[[ SOURCE DATA open ]]

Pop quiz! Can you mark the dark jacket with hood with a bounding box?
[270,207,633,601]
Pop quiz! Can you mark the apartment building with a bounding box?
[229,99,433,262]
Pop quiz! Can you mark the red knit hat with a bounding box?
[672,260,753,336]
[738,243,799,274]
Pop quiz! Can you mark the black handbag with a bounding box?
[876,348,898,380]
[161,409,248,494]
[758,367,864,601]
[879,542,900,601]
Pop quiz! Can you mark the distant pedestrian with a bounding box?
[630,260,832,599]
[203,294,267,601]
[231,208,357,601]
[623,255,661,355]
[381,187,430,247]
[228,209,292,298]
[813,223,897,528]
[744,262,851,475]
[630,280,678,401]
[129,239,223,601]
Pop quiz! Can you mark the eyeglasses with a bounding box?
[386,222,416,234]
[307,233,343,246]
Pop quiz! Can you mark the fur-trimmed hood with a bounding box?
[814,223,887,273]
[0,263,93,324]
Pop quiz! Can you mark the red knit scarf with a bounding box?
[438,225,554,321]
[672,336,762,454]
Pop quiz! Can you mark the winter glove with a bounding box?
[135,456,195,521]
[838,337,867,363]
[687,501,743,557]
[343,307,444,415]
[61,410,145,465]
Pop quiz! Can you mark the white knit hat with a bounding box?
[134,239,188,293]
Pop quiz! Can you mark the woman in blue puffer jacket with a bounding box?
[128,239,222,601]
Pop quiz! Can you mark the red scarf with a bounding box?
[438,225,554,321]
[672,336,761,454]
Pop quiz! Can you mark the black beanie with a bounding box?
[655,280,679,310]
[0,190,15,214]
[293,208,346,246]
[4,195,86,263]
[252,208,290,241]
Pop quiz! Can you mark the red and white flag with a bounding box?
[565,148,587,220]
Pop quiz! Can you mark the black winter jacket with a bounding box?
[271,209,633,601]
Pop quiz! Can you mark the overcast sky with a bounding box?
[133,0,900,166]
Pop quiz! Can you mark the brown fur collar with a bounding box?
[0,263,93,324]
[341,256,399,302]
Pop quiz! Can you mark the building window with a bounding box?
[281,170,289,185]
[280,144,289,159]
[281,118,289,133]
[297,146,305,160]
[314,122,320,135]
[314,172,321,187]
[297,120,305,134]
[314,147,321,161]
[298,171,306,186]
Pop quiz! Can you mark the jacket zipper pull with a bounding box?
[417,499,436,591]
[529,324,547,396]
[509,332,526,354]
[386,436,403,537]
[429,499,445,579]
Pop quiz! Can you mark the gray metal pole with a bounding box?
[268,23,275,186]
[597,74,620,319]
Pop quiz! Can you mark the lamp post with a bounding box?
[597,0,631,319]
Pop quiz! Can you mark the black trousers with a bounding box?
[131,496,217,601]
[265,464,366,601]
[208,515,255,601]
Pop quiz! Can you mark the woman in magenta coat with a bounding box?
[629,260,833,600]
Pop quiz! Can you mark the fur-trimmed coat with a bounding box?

[[ SOURCE DATA closed ]]

#### [WHAT TO WORK ON]
Output all of the material, please, exactly as it stands.

#### [EXERCISE ANSWER]
Pop quiz! Can you mark the dark jacket with hood with a bounding box?
[270,207,633,601]
Pop quiz! Can you mark the apartment building with a bounding box?
[229,99,433,262]
Pop quiz! Can you mark the red knit hat with a bounding box?
[672,260,753,336]
[738,243,799,274]
Pop quiz! Can you mark the black handbag with a bounding box?
[876,348,898,380]
[161,409,248,494]
[758,367,864,601]
[879,542,900,601]
Pop quiz! Can you mark the distant pedestrian with a bounding box?
[630,260,832,599]
[203,294,267,601]
[231,208,357,601]
[623,255,661,355]
[381,187,430,247]
[228,209,292,298]
[813,223,897,528]
[744,262,851,475]
[630,280,678,401]
[129,239,223,601]
Pop quiz! Can you mark the eyeglasses with a bounding box?
[386,222,416,234]
[307,233,343,246]
Pop quiz! Can you mark the fur-trimmed hood with a bounding box?
[814,223,887,273]
[0,263,93,324]
Pop quiz! Can you mark the red knit scarf with a bounding box?
[438,225,554,321]
[672,336,762,454]
Pop quiz! Can you mark the winter glove with a bounding box?
[135,456,195,521]
[838,337,867,363]
[687,501,743,557]
[343,307,444,415]
[61,410,145,465]
Pop quiz! Can you mark the white knit hat with a bounding box?
[134,239,188,293]
Pop quiz! Can you mark the woman in blue puffer jacket with a bounding box?
[128,239,222,601]
Pop quiz! Can you mark the red scarf with a bounding box?
[438,225,554,321]
[672,336,761,454]
Pop quiz! Can you mark the black beanie with a bounding box?
[655,280,679,310]
[0,190,15,214]
[293,208,346,246]
[4,195,86,263]
[252,208,290,241]
Pop quiz! Can you mark the red and white flag with a bounding box?
[565,148,587,220]
Pop quiz! Can you mark the black winter jacket with a bounding box?
[271,209,633,601]
Pop quiz! Can you mark the overcast sky with a bounding box?
[133,0,900,166]
Pop quiz! Can you mark the brown fur collar with a bounding box?
[0,263,93,324]
[341,256,399,302]
Pop quiz! Can you mark the building window with a bounding box?
[281,170,289,185]
[280,144,289,159]
[281,118,289,133]
[297,146,305,160]
[314,122,320,135]
[314,172,321,187]
[297,120,305,134]
[314,147,321,161]
[298,171,306,186]
Pop quiz! Can you mark the jacket zipper pull with a bounding box?
[417,499,436,591]
[529,324,547,396]
[509,332,526,354]
[386,436,403,537]
[429,499,445,579]
Pop quiz! Can you mark the gray metal pole with a bounding box?
[268,23,275,186]
[597,74,620,319]
Pop quiz! Can you mark the lamp post with a bounding box?
[597,0,631,319]
Pop quiz! Can you mark the black trousers with a bounding box?
[131,496,217,601]
[265,464,366,601]
[208,515,255,601]
Pop quiz! Can you mark the woman in magenta coat with a bounding box?
[629,260,833,600]
Pop quiz! Can you mark the fur-trimmed coat with a bounding box?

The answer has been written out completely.